● **Point-based annotation data**
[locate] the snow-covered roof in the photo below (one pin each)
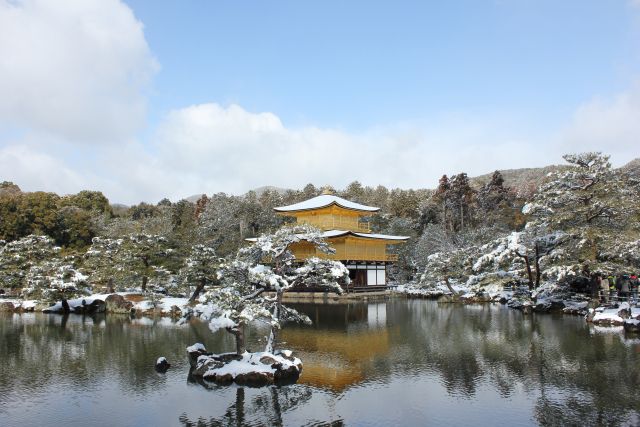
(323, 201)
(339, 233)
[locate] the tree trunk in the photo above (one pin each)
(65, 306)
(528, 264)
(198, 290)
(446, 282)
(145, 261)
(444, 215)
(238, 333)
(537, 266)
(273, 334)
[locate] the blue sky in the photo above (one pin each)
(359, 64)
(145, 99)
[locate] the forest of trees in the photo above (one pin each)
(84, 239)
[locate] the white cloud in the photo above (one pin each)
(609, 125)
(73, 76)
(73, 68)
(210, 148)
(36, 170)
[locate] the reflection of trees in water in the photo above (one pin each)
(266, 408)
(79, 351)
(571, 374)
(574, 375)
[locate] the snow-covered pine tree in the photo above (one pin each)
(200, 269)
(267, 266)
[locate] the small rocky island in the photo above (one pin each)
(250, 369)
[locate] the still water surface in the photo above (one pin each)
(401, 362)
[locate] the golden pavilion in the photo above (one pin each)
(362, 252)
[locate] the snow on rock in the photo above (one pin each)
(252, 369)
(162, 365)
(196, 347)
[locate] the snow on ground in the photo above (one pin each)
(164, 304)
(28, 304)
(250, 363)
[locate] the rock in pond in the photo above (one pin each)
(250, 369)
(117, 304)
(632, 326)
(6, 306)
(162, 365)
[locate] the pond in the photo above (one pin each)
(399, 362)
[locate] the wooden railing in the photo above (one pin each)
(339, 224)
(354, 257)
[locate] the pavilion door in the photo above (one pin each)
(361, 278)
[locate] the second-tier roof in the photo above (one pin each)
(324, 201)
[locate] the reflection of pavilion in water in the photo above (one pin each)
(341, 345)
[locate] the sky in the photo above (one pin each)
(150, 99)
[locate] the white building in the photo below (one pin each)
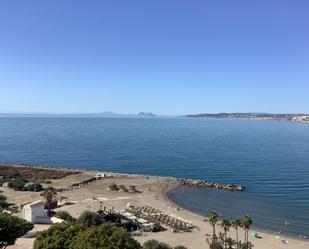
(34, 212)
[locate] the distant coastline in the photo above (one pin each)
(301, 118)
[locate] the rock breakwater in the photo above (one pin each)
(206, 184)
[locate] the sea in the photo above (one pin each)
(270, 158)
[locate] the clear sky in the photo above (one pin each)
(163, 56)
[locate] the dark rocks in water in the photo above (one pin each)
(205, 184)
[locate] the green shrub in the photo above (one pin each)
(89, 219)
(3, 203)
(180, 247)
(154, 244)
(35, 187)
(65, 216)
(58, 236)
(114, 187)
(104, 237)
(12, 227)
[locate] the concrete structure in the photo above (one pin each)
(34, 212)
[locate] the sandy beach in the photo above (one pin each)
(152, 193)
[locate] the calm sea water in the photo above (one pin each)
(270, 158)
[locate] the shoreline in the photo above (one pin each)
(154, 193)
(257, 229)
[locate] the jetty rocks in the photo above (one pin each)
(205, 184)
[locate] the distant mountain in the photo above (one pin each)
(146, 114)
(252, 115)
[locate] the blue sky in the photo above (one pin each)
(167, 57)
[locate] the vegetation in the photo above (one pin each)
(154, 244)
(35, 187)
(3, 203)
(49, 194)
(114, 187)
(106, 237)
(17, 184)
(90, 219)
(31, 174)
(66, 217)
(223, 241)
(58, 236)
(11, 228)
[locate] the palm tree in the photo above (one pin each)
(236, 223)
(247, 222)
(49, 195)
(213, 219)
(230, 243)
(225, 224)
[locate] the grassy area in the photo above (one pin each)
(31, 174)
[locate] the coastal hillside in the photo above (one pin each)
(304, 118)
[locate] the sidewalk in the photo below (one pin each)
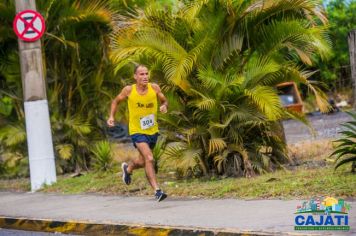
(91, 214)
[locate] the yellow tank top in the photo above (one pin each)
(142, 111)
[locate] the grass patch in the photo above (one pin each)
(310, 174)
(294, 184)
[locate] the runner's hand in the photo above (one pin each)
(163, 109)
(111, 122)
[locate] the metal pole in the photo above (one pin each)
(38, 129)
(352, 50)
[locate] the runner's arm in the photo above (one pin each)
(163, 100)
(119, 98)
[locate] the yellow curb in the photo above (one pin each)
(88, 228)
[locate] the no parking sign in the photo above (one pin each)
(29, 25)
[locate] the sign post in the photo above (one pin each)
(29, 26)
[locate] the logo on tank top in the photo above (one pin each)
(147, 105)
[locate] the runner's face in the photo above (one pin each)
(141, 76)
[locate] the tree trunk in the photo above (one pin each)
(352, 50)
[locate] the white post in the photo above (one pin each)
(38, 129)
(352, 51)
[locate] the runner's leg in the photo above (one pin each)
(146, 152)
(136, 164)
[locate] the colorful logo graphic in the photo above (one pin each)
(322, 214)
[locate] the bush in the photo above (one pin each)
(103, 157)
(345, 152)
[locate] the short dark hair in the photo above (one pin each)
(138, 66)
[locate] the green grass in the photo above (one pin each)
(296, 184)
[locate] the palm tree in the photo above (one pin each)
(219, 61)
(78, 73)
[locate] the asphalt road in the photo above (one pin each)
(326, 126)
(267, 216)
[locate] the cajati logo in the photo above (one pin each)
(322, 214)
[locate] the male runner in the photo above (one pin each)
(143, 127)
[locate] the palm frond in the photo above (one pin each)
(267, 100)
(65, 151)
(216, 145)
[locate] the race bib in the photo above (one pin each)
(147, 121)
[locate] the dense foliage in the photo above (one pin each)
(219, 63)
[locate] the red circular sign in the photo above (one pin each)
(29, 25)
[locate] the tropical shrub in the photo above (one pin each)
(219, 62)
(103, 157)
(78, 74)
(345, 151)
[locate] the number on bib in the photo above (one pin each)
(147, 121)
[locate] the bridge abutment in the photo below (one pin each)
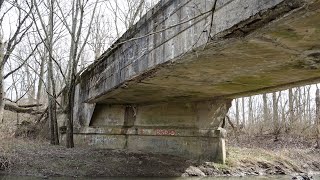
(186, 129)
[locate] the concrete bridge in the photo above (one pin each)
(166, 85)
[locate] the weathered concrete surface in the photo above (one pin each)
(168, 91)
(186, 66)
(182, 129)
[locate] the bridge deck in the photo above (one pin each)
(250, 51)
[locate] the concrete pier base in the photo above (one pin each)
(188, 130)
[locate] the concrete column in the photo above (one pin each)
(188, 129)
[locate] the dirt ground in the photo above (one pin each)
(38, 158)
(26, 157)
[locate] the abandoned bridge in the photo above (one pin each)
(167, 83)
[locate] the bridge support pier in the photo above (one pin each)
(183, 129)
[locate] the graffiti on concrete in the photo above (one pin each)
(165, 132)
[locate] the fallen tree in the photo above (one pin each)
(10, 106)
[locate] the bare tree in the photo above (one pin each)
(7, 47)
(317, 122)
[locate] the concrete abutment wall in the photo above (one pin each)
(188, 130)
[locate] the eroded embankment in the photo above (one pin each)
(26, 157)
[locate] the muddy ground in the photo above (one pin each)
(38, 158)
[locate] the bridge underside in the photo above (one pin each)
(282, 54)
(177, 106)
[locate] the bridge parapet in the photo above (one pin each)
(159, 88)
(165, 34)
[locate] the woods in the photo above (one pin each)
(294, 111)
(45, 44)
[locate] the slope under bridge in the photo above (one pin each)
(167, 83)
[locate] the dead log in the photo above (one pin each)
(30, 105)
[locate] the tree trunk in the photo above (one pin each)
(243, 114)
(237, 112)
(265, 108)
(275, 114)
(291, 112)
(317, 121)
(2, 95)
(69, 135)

● **TASK PROMPT**
Skip the pictures, then retype every line above exactly.

● **COMPLETED EXERCISE**
[locate] the snow-covered roof in the photo below (one pin each)
(323, 201)
(339, 233)
[locate] the tree trunk in the photo above (one pin each)
(65, 306)
(528, 264)
(198, 290)
(446, 282)
(145, 261)
(444, 215)
(238, 333)
(537, 266)
(273, 334)
[locate] the blue sky in the photo above (one pin each)
(359, 64)
(145, 99)
[locate] the forest of trees in the photo above (one pin each)
(84, 239)
[locate] the white cloud in the photo above (one pin each)
(609, 125)
(73, 76)
(73, 68)
(210, 148)
(36, 170)
[locate] the reflection of trees in water in the photo above (one pin each)
(266, 408)
(79, 351)
(571, 374)
(574, 375)
[locate] the snow-covered pine tree in the photo above (one pin each)
(200, 269)
(267, 266)
[locate] the small rocky island in the photo above (one pin each)
(250, 369)
[locate] the still water surface in the photo above (one pin each)
(401, 362)
[locate] the golden pavilion in the photo above (one pin each)
(362, 252)
[locate] the snow on rock in the photo above (one pin each)
(252, 369)
(162, 365)
(196, 347)
[locate] the snow on ground in the photo above (one pin each)
(164, 304)
(28, 304)
(250, 363)
[locate] the rock in pond in the photo above (one pin each)
(250, 369)
(117, 304)
(632, 326)
(6, 306)
(162, 365)
[locate] the pond in the photo above (one pin each)
(399, 362)
[locate] the wooden railing in the photo above (one pin each)
(339, 224)
(354, 257)
[locate] the pavilion door in the photo above (one pin each)
(361, 278)
[locate] the second-tier roof in the photo above (one pin each)
(324, 201)
[locate] the reflection of pavilion in water in the photo above (one pin each)
(341, 345)
[locate] the sky in the photo above (one pin each)
(150, 99)
[locate] the white building in the photo below (one pin each)
(34, 212)
[locate] the distant coastline in the photo above (one pin each)
(301, 118)
[locate] the rock breakwater in the photo above (one pin each)
(206, 184)
[locate] the sea in the photo above (one pin each)
(270, 158)
[locate] the clear sky in the photo above (one pin each)
(163, 56)
[locate] the dark rocks in water in the photo above (one pin each)
(205, 184)
[locate] the green shrub in the photo above (one pin each)
(89, 219)
(3, 203)
(180, 247)
(154, 244)
(35, 187)
(65, 216)
(58, 236)
(114, 187)
(104, 237)
(12, 227)
[locate] the concrete structure in the photo above (one pin each)
(34, 212)
[locate] the sandy beach in the photo above (one pin each)
(152, 193)
[locate] the calm sea water in the photo above (one pin each)
(270, 158)
[locate] the shoreline in the photo above (one pin each)
(154, 193)
(257, 229)
[locate] the jetty rocks in the photo above (one pin each)
(205, 184)
[locate] the distant mountain in the photo above (one pin each)
(146, 114)
(252, 115)
[locate] the blue sky in the photo above (one pin each)
(167, 57)
[locate] the vegetation in the photo above (one pin each)
(154, 244)
(35, 187)
(3, 203)
(49, 194)
(114, 187)
(106, 237)
(17, 184)
(90, 219)
(31, 174)
(66, 217)
(223, 241)
(58, 236)
(11, 228)
[locate] the palm tree in the photo above (one pin each)
(236, 223)
(247, 222)
(49, 195)
(213, 219)
(230, 243)
(225, 224)
[locate] the grassy area in the photo above (one pin each)
(31, 174)
[locate] the coastal hillside in the photo above (one pin each)
(304, 118)
[locate] the sidewalk in the photo below (one pin each)
(91, 214)
[locate] the yellow tank top in the photo above (one pin each)
(142, 111)
[locate] the grass patch in the photo above (one pin each)
(310, 174)
(294, 184)
[locate] the runner's hand in the photo above (one pin each)
(163, 109)
(111, 122)
[locate] the metal pole in the photo above (one pin each)
(38, 129)
(352, 50)
[locate] the runner's arm in the photo above (one pin each)
(163, 100)
(119, 98)
[locate] the yellow curb in the photo above (one pin each)
(88, 228)
[locate] the no parking sign in the photo above (one pin each)
(29, 25)
[locate] the sign post in the photo above (one pin each)
(29, 26)
[locate] the logo on tank top in the photo above (one pin each)
(147, 105)
[locate] the runner's face in the photo above (one pin each)
(141, 76)
[locate] the tree trunk in the photo above (one pin each)
(352, 50)
[locate] the white post in the photo above (one pin each)
(38, 129)
(352, 51)
[locate] the runner's leg in the photo above (one pin each)
(146, 152)
(136, 164)
[locate] the colorful logo graphic in the photo above (one pin each)
(322, 214)
[locate] the bush in the photo above (one pin each)
(103, 157)
(345, 152)
[locate] the short dark hair in the photo above (one pin each)
(138, 66)
[locate] the green grass in the photo above (one pin each)
(296, 184)
[locate] the palm tree in the photo above (one pin each)
(219, 61)
(78, 73)
[locate] the asphalt road in the photo above (one pin each)
(326, 126)
(267, 216)
[locate] the cajati logo in the photo above (one pin each)
(322, 214)
[locate] the male runner in the photo above (one pin each)
(143, 127)
[locate] the palm frond in the photo above (one pin each)
(267, 100)
(65, 151)
(216, 145)
[locate] the race bib in the photo above (one pin each)
(147, 121)
[locate] the dense foliage in the photo above (one pin each)
(219, 63)
[locate] the red circular sign in the photo above (one pin each)
(29, 25)
[locate] the tropical shrub in the photo above (one pin each)
(219, 62)
(103, 157)
(78, 74)
(345, 151)
[locate] the number on bib in the photo above (one pin each)
(147, 121)
[locate] the bridge abutment in the photo below (one pin each)
(186, 129)
[locate] the concrete bridge in the photo above (one pin each)
(166, 85)
[locate] the weathered concrete surface in the photo above (one pin each)
(168, 91)
(186, 66)
(182, 129)
[locate] the bridge deck in the photo above (one pin each)
(250, 51)
[locate] the concrete pier base in the photo above (one pin each)
(188, 130)
[locate] the concrete column in the photo above (one pin each)
(188, 129)
[locate] the dirt ground in the photo above (one pin each)
(38, 158)
(26, 157)
[locate] the abandoned bridge in the photo above (one pin each)
(167, 83)
[locate] the bridge support pier in the photo above (one pin each)
(183, 129)
[locate] the graffiti on concrete in the photo above (one pin each)
(165, 132)
[locate] the fallen tree in the photo above (one pin each)
(10, 106)
[locate] the bare tree in the photo above (one pin each)
(7, 47)
(317, 122)
[locate] the concrete abutment wall in the photo above (one pin each)
(188, 130)
[locate] the eroded embankment in the photo above (one pin each)
(26, 157)
[locate] the muddy ground in the photo above (one pin each)
(38, 158)
[locate] the bridge underside in the photo above (one pin each)
(282, 54)
(177, 106)
[locate] the bridge parapet in the photo above (one pin each)
(159, 88)
(165, 34)
[locate] the woods in the photo above (one pin each)
(294, 111)
(45, 44)
[locate] the slope under bridge in the photo above (one pin each)
(167, 83)
[locate] the dead log in the photo above (one pin each)
(30, 105)
[locate] the tree trunk in the photo above (one pin each)
(243, 114)
(237, 112)
(265, 108)
(275, 114)
(291, 112)
(317, 121)
(2, 95)
(69, 135)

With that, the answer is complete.